### Records shown ###

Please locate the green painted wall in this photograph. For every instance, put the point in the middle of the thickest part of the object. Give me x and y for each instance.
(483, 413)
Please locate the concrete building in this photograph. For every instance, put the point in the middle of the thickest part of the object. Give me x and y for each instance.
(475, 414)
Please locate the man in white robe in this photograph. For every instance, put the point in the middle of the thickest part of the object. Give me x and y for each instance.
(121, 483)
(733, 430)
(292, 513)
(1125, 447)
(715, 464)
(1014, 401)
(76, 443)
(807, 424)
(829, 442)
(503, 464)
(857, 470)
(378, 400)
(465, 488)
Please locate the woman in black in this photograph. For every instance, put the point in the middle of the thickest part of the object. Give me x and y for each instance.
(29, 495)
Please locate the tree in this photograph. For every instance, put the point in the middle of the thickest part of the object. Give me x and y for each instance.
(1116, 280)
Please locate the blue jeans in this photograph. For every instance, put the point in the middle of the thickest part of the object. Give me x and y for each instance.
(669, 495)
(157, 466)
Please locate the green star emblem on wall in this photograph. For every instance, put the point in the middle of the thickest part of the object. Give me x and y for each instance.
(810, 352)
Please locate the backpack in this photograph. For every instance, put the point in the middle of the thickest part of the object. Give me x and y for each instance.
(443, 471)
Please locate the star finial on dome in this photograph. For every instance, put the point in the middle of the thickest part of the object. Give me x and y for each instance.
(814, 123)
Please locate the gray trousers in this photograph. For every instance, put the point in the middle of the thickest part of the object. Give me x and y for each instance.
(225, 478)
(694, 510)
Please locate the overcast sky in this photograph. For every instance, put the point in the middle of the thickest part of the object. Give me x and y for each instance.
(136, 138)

###
### Records shown ###

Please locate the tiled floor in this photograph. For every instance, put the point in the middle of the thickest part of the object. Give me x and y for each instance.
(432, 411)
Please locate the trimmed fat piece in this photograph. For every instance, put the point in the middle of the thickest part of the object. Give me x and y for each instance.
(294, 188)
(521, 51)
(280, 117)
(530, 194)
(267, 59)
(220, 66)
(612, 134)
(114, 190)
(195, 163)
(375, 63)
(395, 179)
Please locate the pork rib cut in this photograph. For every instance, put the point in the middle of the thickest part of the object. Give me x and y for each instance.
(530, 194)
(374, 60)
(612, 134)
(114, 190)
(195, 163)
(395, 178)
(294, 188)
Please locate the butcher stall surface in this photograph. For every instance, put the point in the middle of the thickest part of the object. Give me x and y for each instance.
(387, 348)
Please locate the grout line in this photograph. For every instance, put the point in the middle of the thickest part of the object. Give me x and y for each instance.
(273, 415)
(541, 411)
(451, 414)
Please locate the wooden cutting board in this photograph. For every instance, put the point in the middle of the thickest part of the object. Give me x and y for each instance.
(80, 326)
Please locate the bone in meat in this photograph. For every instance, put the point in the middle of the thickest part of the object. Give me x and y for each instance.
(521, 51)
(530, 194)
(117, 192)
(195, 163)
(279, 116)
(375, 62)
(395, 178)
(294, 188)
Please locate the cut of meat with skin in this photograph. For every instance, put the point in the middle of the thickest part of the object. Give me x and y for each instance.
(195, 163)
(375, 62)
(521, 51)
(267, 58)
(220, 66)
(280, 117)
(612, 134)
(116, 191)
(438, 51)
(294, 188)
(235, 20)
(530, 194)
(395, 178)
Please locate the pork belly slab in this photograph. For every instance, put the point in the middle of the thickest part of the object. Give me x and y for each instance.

###
### Records shown ###

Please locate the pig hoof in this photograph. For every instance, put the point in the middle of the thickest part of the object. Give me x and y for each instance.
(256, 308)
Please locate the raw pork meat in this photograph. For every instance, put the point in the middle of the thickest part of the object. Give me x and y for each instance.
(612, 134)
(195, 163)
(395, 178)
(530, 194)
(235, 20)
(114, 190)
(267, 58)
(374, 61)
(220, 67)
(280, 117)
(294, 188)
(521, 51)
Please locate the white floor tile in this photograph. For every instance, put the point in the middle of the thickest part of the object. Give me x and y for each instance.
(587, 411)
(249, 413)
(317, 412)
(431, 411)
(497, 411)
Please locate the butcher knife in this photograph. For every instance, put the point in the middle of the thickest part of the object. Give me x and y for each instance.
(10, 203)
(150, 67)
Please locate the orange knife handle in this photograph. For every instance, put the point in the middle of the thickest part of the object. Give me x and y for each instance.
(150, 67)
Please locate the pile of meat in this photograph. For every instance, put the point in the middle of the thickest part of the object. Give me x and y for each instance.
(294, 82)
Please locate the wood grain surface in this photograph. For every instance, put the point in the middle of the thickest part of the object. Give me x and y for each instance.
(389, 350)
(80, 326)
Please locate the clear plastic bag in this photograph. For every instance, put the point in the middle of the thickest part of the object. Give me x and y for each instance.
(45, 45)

###

* _Required action_:
The answer is the run of lines above from the line containing "Please locate the wooden" through the line containing "Please locate the pork belly", copied exactly and alone.

* _Solution to this problem_:
Please locate the wooden cutting board in this photograph. For every instance, put the point in the middle of the thickest part of the object. Give me x and y for each instance.
(80, 326)
Please locate the bone in meat in this photograph. For every instance, put the point in the middle of the thickest part of the object. Give me x and y for each instance.
(521, 51)
(530, 194)
(117, 192)
(195, 163)
(279, 116)
(375, 62)
(395, 178)
(294, 188)
Please locate the cut of meat with skin in this photograph. For every instance, put the point in the middle of the thickest part of the object. Give me x and y for each instance.
(195, 163)
(375, 62)
(521, 51)
(267, 58)
(220, 66)
(280, 117)
(612, 134)
(116, 191)
(438, 51)
(294, 188)
(235, 20)
(530, 194)
(395, 178)
Please locate the pork belly slab in this photograph. For every instance, put the point in the middle of the thickest part of the object. Give me x and y for each instance.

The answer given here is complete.